* _Qué se pide_:
Escribe la continuación del texto sobre la ciencia ciudadana y comunitaria, empezando justo después de su última frase.

* _Texto de estudio_:
##############################

Pájaros y superhéroes

Los conceptos de ciencia ciudadana y comunitaria se solapan a menudo, pero se suelen distinguir por su planteamiento de arriba abajo o de abajo arriba. En general, la ciencia ciudadana se refiere más a proyectos profesionales que incorporan la participación de voluntarios, muchas veces a través de 'apps' o incluso de juegos. Los ejemplos pioneros pueden ser los veteranísimos programas de observación de aves de Estados Unidos, pero hoy nos encontramos iniciativas de este tipo por todas partes y en disciplinas muy variadas: el cultivo doméstico de fresas para determinar la contaminación del aire en Vitoria, la Mosquito Alert barcelonesa (para detectar y controlar la expansión del mosquito tigre), el juego de superhéroes que ayuda a mapear el cerebro o las 'apps' que permiten a las ciencias sociales recopilar datos de manera inmediata, constante y masiva. El término de ciencia comunitaria, por su parte, se aplica a la gente que se reúne por su cuenta, consigue los equipos que necesita y se pone a hacer ciencia en una casa, un garaje, donde sea. Pero los dos conceptos acaban siendo a veces permeables, sobre todo en una sociedad como la actual, donde muchos de esos ciudadanos cuentan con formación científica: por ejemplo, la comunidad de La Almozara tiene al frente a un vecino que es geólogo.

El abaratamiento de los materiales y los procedimientos ha sido el otro impulso que necesitaba este movimiento. «Secuenciar el primer genoma humano costó millones de dólares. Hoy, secuenciar un genoma está en el orden de miles de dólares. Al igual que en ese ejemplo, los costes de los instrumentos y las técnicas se han reducido de manera significativa. Podríamos compararlo con la informática: a mediados del siglo XX, prácticamente nadie tenía acceso a un computador, que era un aparato enorme, y hoy todos llevamos en la palma de la mano un dispositivo más potente», comenta Mario Rodríguez Mestre, de OpenBioLab GRX, una iniciativa granadina para crear un laboratorio comunitario con materiales de bajo coste. «La gente curiosa se interesa por la ciencia –añade– porque nos acerca de la mejor forma posible a la realidad que nos rodea. En nuestros talleres vemos desde niños apasionados por los dinosaurios hasta ancianos que no pudieron estudiar y que, ahora que tienen tiempo, intentan mantenerse al tanto de todos los avances científicos».

##############################

* _Datos proporcionados_:
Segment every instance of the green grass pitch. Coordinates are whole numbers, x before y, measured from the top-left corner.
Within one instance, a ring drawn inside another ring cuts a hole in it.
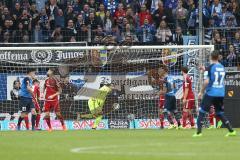
[[[238,160],[240,129],[0,132],[2,160]]]

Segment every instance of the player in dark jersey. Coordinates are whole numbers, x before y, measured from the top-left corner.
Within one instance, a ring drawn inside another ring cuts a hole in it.
[[[17,129],[20,130],[21,122],[24,118],[28,116],[28,113],[32,113],[32,130],[35,130],[35,120],[36,120],[36,110],[33,104],[33,88],[32,81],[35,78],[35,69],[29,68],[27,70],[26,77],[23,78],[20,89],[20,102],[19,109],[21,111],[21,115],[18,118]]]
[[[195,106],[195,97],[192,90],[192,80],[188,75],[188,68],[182,67],[181,68],[183,74],[183,112],[182,112],[182,121],[183,121],[183,128],[186,128],[187,119],[191,123],[191,127],[194,128],[195,122],[193,118],[192,110]]]
[[[170,126],[168,129],[176,128],[179,129],[181,128],[181,122],[180,122],[180,114],[178,113],[177,110],[177,105],[176,105],[176,92],[177,92],[177,87],[175,80],[173,77],[170,77],[168,75],[168,69],[164,68],[164,82],[163,82],[163,92],[165,93],[165,103],[164,103],[164,116],[167,117]],[[174,125],[173,122],[173,116],[175,117],[177,121],[177,126]]]
[[[161,129],[164,128],[164,103],[165,96],[163,92],[163,82],[164,82],[164,67],[162,66],[154,66],[154,68],[149,69],[147,72],[149,84],[159,90],[159,100],[158,100],[158,108],[159,108],[159,120]]]
[[[33,80],[33,103],[37,112],[36,116],[36,124],[35,124],[35,129],[39,129],[39,122],[41,118],[41,108],[39,105],[39,99],[40,99],[40,88],[39,88],[40,82],[37,79]]]
[[[52,126],[50,122],[50,112],[53,110],[56,113],[57,118],[60,120],[63,130],[67,130],[63,116],[61,114],[59,105],[59,95],[62,92],[59,81],[55,77],[55,70],[50,68],[47,72],[48,78],[45,80],[44,91],[45,91],[45,103],[44,112],[46,123],[48,125],[49,131],[52,131]]]
[[[203,87],[198,95],[199,98],[201,98],[203,94],[204,96],[197,120],[197,133],[195,133],[193,137],[202,136],[202,122],[205,114],[210,111],[212,105],[215,107],[216,116],[221,119],[229,131],[226,136],[236,136],[236,131],[233,130],[230,122],[224,115],[225,69],[224,66],[218,62],[218,55],[218,51],[212,53],[210,59],[212,64],[207,67],[204,72]]]

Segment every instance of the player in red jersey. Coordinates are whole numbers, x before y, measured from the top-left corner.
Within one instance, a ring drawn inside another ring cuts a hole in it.
[[[49,131],[52,131],[52,126],[50,122],[50,111],[54,111],[56,113],[57,118],[60,120],[63,130],[67,130],[63,116],[60,111],[59,106],[59,95],[62,92],[59,81],[54,75],[54,69],[49,69],[47,72],[48,78],[45,80],[44,91],[45,91],[45,103],[44,103],[44,119],[47,122]]]
[[[41,118],[41,108],[39,105],[39,100],[40,100],[40,88],[39,88],[40,82],[37,79],[33,80],[33,103],[37,112],[37,117],[36,117],[36,124],[35,124],[35,129],[39,129],[39,122]]]
[[[194,100],[194,93],[192,91],[192,80],[188,76],[188,68],[182,67],[181,68],[183,74],[183,113],[182,113],[182,120],[183,120],[183,128],[186,127],[187,119],[190,121],[191,126],[195,126],[194,117],[192,114],[192,109],[195,106]]]

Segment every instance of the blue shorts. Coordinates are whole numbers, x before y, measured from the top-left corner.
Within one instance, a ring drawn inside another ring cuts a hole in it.
[[[31,112],[35,108],[32,98],[20,97],[19,110],[22,112]]]
[[[176,97],[174,95],[165,95],[164,108],[169,112],[175,112],[177,110]]]
[[[224,97],[212,97],[205,94],[201,102],[201,110],[204,112],[209,112],[210,108],[214,106],[216,113],[223,112],[224,111],[223,100]]]

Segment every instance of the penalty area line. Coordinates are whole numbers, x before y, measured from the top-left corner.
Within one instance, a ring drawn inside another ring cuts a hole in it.
[[[72,148],[70,152],[78,153],[78,154],[104,154],[104,155],[119,155],[119,156],[195,156],[196,153],[193,152],[140,152],[140,151],[107,151],[107,149],[121,149],[125,147],[137,147],[141,145],[109,145],[109,146],[90,146],[90,147],[77,147]],[[156,146],[153,144],[145,145],[145,146]],[[161,146],[161,145],[157,145]]]

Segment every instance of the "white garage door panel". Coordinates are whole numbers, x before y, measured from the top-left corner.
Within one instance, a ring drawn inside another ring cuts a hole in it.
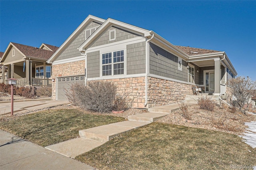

##############################

* _Respuesta_:
Todos los implicados en este movimiento coinciden en destacar que la tradicional segregación de la ciencia y la sociedad equivale a un lamentable desperdicio de talento, un derroche que la sociedad no debería permitirse: «A los que estamos dentro, nos parece que todo el mundo conoce la ciencia ciudadana, pero no es así: queda mucho camino por recorrer y mucho talento por aprovechar», concluye Francisco Sanz. Y Ricardo Mutuberria, que conserva aquel entusiasmo de la niñez al mencionar los experimentos de sus talleres (desde comprobar cuántos microplásticos ingerimos hasta medir las ondas cerebrales de intérpretes de ukelele), hace hincapié en las consecuencias positivas que tiene una ciencia abierta y participativa: «Es la vía hacia una sociedad del conocimiento, con más conciencia medioambiental, más justa y conectada con la vida y también más crítica, de cara a plantear exigencias con criterio a los gobernantes».